■ Exercise:
Emit only the lines from the line containing "the saxophone keys" through the last line of the entries, unchanged.

(Rows from a pointing dataset)
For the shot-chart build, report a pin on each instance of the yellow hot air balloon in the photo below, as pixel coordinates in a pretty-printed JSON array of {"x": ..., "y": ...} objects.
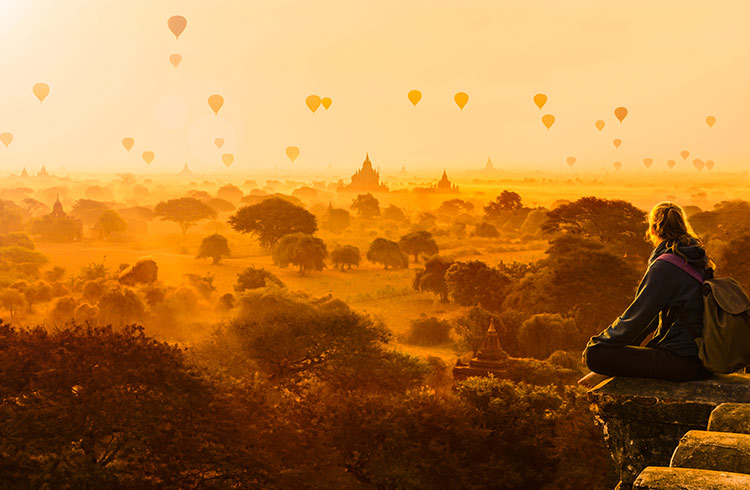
[
  {"x": 41, "y": 90},
  {"x": 175, "y": 59},
  {"x": 177, "y": 24},
  {"x": 6, "y": 138},
  {"x": 215, "y": 102},
  {"x": 313, "y": 102},
  {"x": 461, "y": 99},
  {"x": 540, "y": 100},
  {"x": 620, "y": 113},
  {"x": 414, "y": 96},
  {"x": 292, "y": 152}
]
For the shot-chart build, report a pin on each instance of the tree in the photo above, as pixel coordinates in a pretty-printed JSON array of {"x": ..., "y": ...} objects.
[
  {"x": 273, "y": 218},
  {"x": 388, "y": 253},
  {"x": 474, "y": 283},
  {"x": 305, "y": 251},
  {"x": 186, "y": 211},
  {"x": 347, "y": 255},
  {"x": 419, "y": 242},
  {"x": 214, "y": 246},
  {"x": 110, "y": 222},
  {"x": 366, "y": 206}
]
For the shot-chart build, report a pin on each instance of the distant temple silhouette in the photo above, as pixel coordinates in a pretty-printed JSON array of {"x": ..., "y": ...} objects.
[{"x": 365, "y": 179}]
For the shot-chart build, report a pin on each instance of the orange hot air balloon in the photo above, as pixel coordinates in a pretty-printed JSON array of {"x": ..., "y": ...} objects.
[
  {"x": 41, "y": 90},
  {"x": 540, "y": 100},
  {"x": 215, "y": 102},
  {"x": 414, "y": 96},
  {"x": 292, "y": 152},
  {"x": 461, "y": 99},
  {"x": 177, "y": 24},
  {"x": 313, "y": 102},
  {"x": 6, "y": 138},
  {"x": 620, "y": 113}
]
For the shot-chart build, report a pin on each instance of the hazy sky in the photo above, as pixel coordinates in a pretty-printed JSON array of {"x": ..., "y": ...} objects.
[{"x": 671, "y": 63}]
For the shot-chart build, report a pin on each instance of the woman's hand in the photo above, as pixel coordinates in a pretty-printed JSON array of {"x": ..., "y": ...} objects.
[{"x": 592, "y": 379}]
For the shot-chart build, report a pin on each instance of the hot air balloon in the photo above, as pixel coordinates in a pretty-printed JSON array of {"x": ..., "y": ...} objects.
[
  {"x": 215, "y": 102},
  {"x": 177, "y": 24},
  {"x": 461, "y": 99},
  {"x": 292, "y": 152},
  {"x": 313, "y": 102},
  {"x": 6, "y": 138},
  {"x": 540, "y": 100},
  {"x": 41, "y": 90},
  {"x": 414, "y": 96},
  {"x": 620, "y": 113}
]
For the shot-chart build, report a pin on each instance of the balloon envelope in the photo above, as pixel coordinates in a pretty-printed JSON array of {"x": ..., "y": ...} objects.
[
  {"x": 540, "y": 100},
  {"x": 177, "y": 24},
  {"x": 620, "y": 113},
  {"x": 6, "y": 138},
  {"x": 215, "y": 102},
  {"x": 461, "y": 99},
  {"x": 41, "y": 90},
  {"x": 414, "y": 96},
  {"x": 313, "y": 102},
  {"x": 292, "y": 152}
]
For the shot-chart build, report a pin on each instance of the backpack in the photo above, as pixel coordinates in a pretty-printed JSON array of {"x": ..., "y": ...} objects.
[{"x": 725, "y": 344}]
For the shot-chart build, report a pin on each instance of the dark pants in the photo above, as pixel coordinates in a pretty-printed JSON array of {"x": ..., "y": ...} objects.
[{"x": 643, "y": 362}]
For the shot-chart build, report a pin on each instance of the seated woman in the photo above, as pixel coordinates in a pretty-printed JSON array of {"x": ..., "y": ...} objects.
[{"x": 668, "y": 301}]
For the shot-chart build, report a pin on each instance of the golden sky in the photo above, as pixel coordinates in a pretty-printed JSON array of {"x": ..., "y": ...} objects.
[{"x": 671, "y": 63}]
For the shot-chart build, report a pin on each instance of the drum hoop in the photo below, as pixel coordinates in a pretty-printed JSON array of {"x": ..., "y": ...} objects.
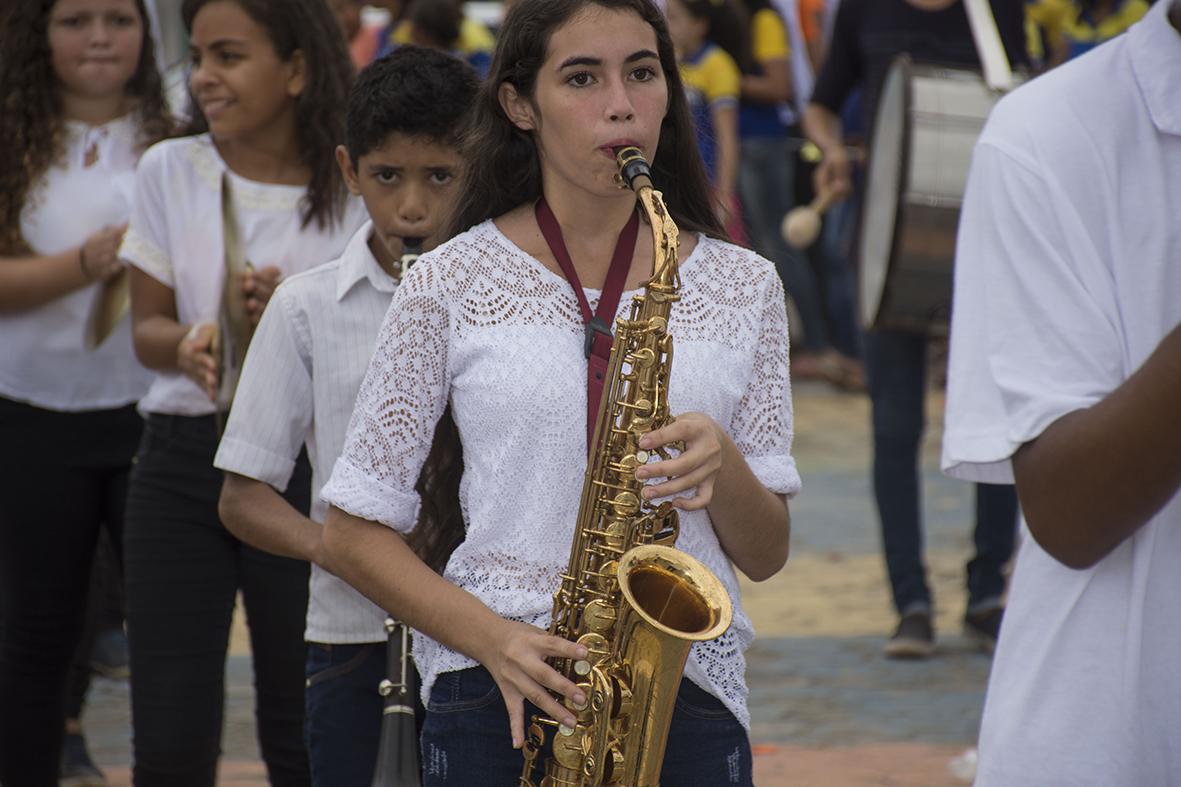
[{"x": 902, "y": 62}]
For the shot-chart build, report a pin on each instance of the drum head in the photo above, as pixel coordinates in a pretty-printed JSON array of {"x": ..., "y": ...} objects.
[{"x": 883, "y": 189}]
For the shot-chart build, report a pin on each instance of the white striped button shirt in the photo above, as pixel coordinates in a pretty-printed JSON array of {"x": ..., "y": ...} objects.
[{"x": 300, "y": 378}]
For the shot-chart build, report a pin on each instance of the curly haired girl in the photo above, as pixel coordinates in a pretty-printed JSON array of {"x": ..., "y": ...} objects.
[{"x": 80, "y": 98}]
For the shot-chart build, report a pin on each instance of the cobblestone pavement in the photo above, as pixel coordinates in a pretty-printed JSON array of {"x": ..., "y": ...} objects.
[{"x": 827, "y": 709}]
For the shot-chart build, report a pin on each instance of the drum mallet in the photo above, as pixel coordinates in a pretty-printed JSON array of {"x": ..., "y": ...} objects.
[{"x": 801, "y": 226}]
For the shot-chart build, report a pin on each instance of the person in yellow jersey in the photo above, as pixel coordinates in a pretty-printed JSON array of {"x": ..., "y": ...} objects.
[
  {"x": 708, "y": 37},
  {"x": 441, "y": 24},
  {"x": 1071, "y": 27}
]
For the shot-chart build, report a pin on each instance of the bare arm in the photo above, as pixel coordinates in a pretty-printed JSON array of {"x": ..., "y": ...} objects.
[
  {"x": 377, "y": 561},
  {"x": 772, "y": 86},
  {"x": 258, "y": 514},
  {"x": 164, "y": 344},
  {"x": 1096, "y": 475},
  {"x": 30, "y": 281}
]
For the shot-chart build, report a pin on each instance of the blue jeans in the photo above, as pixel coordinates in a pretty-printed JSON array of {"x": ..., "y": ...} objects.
[
  {"x": 836, "y": 254},
  {"x": 765, "y": 183},
  {"x": 467, "y": 740},
  {"x": 344, "y": 711},
  {"x": 896, "y": 365}
]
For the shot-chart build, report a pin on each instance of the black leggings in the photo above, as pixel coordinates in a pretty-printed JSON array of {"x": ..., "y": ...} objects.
[
  {"x": 183, "y": 571},
  {"x": 63, "y": 476}
]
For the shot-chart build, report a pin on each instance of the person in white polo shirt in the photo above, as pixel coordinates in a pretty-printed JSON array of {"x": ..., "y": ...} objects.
[
  {"x": 1065, "y": 376},
  {"x": 306, "y": 364}
]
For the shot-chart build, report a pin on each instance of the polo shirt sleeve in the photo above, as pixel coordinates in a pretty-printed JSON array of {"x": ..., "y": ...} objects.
[
  {"x": 762, "y": 425},
  {"x": 1035, "y": 329},
  {"x": 400, "y": 401},
  {"x": 769, "y": 37},
  {"x": 273, "y": 404},
  {"x": 147, "y": 241}
]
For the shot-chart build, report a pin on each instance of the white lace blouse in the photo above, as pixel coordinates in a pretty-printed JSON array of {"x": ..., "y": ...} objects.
[{"x": 490, "y": 329}]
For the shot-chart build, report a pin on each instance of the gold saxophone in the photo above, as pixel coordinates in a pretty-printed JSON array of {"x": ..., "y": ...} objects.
[{"x": 633, "y": 600}]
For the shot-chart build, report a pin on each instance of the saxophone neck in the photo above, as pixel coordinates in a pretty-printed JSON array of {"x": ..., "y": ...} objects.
[
  {"x": 635, "y": 174},
  {"x": 665, "y": 241}
]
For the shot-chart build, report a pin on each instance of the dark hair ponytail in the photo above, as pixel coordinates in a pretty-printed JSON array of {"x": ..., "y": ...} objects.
[
  {"x": 305, "y": 26},
  {"x": 439, "y": 528}
]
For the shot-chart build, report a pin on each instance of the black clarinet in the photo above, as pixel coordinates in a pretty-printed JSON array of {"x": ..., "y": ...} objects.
[
  {"x": 397, "y": 756},
  {"x": 411, "y": 249}
]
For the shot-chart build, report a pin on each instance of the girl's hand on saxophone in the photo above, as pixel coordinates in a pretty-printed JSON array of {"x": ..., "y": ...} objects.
[
  {"x": 696, "y": 468},
  {"x": 517, "y": 663}
]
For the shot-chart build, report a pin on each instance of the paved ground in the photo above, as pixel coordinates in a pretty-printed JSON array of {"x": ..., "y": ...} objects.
[{"x": 827, "y": 708}]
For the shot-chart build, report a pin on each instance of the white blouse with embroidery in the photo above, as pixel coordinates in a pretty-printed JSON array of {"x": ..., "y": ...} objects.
[
  {"x": 490, "y": 329},
  {"x": 45, "y": 361},
  {"x": 176, "y": 238}
]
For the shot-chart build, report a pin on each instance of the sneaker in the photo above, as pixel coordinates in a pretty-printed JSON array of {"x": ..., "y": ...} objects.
[
  {"x": 984, "y": 628},
  {"x": 109, "y": 656},
  {"x": 77, "y": 768},
  {"x": 914, "y": 637}
]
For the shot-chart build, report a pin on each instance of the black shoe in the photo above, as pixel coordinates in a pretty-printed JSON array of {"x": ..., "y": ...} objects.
[
  {"x": 984, "y": 628},
  {"x": 109, "y": 656},
  {"x": 77, "y": 768},
  {"x": 914, "y": 638}
]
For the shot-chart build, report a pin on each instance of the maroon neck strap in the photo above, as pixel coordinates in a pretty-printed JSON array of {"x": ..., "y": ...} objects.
[{"x": 596, "y": 345}]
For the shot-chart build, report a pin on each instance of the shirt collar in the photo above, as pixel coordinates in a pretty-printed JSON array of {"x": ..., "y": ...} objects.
[
  {"x": 358, "y": 262},
  {"x": 1155, "y": 51}
]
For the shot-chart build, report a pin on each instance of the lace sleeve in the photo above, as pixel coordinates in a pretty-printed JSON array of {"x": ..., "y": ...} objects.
[
  {"x": 400, "y": 399},
  {"x": 762, "y": 424}
]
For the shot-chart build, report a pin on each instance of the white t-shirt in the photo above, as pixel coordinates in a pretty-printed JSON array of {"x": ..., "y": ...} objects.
[
  {"x": 300, "y": 379},
  {"x": 43, "y": 355},
  {"x": 488, "y": 327},
  {"x": 176, "y": 238},
  {"x": 1068, "y": 275}
]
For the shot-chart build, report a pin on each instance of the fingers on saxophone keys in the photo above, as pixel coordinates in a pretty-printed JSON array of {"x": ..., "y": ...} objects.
[{"x": 552, "y": 707}]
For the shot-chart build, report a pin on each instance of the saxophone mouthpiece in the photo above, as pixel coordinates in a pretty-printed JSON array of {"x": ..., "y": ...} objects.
[
  {"x": 633, "y": 168},
  {"x": 411, "y": 249}
]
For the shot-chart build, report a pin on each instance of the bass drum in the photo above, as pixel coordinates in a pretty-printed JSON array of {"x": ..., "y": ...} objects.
[{"x": 926, "y": 125}]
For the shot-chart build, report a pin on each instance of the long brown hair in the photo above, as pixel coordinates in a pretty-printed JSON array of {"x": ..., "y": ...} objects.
[
  {"x": 306, "y": 26},
  {"x": 32, "y": 127},
  {"x": 502, "y": 168}
]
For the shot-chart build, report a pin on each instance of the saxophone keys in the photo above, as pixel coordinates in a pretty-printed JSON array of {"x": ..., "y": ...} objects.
[
  {"x": 586, "y": 689},
  {"x": 625, "y": 503},
  {"x": 599, "y": 617},
  {"x": 596, "y": 651}
]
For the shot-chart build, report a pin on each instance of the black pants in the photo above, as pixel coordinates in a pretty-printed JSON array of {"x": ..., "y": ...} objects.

■ Correct output:
For the shot-chart build, report a pin on each instance of the saxophone keys in the photo above, as pixel coordinates in a pretty-printed JSON array of {"x": ..., "y": ...} objects.
[
  {"x": 586, "y": 689},
  {"x": 625, "y": 503},
  {"x": 599, "y": 617},
  {"x": 596, "y": 651}
]
For the shot-chart build, report a pin on each instance of the black pants in the photo above, as pixel coordinates in a pretty-printed JSON array of {"x": ..., "y": ...} objects.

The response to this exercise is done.